▶ [The problem]:
Your task is to copy every line of the records below that contains "flag".

Natural language region descriptions:
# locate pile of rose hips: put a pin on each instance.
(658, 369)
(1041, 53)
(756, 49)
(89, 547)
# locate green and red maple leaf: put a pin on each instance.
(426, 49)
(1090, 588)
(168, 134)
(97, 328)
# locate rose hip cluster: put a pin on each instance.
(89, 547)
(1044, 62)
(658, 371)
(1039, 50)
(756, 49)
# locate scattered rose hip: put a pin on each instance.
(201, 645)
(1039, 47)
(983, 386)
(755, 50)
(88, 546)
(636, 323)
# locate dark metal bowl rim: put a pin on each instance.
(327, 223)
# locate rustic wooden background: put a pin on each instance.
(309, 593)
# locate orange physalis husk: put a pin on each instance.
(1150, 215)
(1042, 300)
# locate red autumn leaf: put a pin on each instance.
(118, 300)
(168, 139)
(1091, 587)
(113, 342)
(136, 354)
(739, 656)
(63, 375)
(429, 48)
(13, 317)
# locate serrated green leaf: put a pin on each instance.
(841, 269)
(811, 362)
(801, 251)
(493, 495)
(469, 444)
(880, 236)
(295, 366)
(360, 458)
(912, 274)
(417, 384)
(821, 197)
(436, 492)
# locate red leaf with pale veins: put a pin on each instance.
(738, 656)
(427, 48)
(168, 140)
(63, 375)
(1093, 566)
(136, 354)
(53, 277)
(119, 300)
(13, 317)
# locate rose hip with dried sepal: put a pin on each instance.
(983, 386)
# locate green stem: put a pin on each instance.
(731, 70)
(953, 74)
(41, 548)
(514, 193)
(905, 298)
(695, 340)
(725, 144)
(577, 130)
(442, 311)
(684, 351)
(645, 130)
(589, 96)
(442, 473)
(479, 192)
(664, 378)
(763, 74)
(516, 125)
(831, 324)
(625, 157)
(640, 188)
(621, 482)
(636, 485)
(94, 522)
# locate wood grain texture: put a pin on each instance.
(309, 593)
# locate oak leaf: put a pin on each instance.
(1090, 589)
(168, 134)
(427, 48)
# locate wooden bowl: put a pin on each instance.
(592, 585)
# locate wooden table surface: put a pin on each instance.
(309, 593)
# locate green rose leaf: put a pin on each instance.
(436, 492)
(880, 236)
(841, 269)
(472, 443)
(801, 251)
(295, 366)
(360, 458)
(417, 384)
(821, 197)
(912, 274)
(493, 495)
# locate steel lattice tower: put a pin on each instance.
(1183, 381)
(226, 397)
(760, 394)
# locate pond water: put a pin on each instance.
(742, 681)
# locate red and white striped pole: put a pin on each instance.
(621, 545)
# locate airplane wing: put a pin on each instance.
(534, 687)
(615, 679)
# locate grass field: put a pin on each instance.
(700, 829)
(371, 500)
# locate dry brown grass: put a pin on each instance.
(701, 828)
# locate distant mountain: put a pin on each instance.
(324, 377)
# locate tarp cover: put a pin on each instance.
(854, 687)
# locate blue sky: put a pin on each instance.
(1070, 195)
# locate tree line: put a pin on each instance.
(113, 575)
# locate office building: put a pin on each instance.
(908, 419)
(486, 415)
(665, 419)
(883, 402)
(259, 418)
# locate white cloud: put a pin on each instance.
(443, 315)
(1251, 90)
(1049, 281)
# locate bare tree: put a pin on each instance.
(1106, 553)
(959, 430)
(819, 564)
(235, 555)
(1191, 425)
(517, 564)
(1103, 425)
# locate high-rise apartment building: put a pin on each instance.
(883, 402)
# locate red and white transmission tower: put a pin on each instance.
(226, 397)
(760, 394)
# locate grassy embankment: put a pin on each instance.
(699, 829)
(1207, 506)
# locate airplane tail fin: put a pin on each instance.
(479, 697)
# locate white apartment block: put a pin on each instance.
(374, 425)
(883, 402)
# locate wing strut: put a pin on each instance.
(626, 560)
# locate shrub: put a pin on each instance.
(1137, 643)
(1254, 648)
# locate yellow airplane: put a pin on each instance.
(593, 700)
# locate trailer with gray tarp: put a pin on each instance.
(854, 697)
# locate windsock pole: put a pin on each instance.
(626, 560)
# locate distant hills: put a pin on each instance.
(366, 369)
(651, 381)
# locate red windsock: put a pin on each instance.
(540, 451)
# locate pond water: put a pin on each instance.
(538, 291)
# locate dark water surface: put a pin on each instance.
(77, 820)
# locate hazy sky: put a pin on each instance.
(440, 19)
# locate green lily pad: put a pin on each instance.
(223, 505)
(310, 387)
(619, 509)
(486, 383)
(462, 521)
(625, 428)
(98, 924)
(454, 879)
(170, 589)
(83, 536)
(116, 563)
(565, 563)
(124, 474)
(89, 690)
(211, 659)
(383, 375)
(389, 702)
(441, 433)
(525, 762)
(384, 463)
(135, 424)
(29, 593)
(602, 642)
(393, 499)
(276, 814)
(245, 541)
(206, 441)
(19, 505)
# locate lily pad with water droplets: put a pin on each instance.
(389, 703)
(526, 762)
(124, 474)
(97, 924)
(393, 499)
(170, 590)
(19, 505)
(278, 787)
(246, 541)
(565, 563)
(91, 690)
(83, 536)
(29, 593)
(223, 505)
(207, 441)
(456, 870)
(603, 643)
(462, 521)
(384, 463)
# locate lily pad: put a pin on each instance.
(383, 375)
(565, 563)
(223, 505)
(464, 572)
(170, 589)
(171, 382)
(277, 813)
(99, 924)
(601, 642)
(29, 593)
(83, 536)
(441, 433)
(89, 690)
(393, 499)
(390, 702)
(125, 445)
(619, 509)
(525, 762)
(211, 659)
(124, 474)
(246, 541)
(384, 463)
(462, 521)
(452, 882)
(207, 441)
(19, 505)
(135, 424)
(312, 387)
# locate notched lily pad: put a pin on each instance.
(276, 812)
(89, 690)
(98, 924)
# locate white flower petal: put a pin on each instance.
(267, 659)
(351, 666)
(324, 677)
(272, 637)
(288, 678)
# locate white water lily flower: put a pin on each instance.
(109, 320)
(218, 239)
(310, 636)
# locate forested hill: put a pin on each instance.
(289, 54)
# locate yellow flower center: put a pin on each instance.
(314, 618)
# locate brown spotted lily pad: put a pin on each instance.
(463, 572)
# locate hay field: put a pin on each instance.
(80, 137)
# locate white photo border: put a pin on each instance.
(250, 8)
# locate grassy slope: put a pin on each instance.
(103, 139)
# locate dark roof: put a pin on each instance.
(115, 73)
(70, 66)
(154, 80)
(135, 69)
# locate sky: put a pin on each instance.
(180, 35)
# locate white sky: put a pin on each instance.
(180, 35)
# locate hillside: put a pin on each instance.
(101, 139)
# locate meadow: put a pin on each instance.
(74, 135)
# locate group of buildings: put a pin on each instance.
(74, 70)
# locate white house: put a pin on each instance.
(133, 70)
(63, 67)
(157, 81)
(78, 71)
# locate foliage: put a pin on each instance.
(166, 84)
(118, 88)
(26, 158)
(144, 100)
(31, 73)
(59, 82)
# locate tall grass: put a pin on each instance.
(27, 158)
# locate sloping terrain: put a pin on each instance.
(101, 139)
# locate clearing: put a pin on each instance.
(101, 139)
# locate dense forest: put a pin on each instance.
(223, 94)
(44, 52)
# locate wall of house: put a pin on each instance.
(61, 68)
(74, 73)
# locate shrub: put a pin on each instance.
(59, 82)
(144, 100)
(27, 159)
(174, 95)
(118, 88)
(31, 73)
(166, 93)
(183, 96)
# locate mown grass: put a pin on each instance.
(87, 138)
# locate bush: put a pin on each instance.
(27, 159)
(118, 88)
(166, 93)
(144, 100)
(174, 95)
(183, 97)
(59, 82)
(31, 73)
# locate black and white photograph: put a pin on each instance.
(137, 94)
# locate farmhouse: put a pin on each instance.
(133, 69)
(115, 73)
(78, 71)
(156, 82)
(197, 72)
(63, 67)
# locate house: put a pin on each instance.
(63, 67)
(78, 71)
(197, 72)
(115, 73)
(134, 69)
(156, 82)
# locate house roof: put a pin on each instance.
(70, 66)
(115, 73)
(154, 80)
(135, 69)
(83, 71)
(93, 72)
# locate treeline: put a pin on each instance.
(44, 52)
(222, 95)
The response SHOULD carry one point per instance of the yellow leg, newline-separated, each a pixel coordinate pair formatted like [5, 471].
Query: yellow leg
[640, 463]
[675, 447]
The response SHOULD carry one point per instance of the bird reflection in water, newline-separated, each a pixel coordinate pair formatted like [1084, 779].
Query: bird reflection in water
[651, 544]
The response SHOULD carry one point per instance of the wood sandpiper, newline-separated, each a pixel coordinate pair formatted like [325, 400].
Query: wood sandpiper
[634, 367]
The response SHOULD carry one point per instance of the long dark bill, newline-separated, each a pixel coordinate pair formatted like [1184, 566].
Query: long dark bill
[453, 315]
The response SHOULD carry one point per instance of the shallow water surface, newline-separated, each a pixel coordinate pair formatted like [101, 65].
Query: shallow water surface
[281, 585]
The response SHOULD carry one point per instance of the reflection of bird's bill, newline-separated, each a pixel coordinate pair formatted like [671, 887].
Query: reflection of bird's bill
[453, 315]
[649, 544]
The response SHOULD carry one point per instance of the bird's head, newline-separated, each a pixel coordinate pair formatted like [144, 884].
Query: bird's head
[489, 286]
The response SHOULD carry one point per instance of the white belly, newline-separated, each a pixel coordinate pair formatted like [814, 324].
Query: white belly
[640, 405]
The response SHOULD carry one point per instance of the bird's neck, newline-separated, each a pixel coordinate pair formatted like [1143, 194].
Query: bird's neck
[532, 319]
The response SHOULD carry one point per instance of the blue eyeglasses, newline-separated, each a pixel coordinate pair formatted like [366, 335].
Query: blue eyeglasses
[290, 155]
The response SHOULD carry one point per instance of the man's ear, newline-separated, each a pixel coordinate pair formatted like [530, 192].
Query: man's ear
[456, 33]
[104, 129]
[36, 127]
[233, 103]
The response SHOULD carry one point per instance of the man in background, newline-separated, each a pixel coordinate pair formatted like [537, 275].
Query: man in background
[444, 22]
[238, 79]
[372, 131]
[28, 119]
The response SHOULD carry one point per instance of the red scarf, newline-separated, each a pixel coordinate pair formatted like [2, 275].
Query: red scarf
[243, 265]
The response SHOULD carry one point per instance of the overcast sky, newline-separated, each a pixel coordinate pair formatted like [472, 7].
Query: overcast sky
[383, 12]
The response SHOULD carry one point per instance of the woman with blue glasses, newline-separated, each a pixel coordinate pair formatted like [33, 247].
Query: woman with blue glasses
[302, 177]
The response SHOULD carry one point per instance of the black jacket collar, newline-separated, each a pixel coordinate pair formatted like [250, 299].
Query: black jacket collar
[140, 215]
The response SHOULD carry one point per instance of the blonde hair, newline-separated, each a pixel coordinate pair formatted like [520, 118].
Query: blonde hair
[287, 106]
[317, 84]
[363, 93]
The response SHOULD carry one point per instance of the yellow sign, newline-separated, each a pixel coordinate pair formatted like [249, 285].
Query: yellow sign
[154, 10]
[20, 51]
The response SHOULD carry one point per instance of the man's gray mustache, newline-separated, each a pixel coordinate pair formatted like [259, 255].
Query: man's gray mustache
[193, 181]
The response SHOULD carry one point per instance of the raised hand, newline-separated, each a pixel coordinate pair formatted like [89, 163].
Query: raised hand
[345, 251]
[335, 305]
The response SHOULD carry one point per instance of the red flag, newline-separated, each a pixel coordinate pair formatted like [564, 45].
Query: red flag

▶ [Problem solution]:
The response SHOULD carry one point per instance of the red flag, newline-separated, each a pixel coordinate pair formatted like [564, 45].
Query: red flag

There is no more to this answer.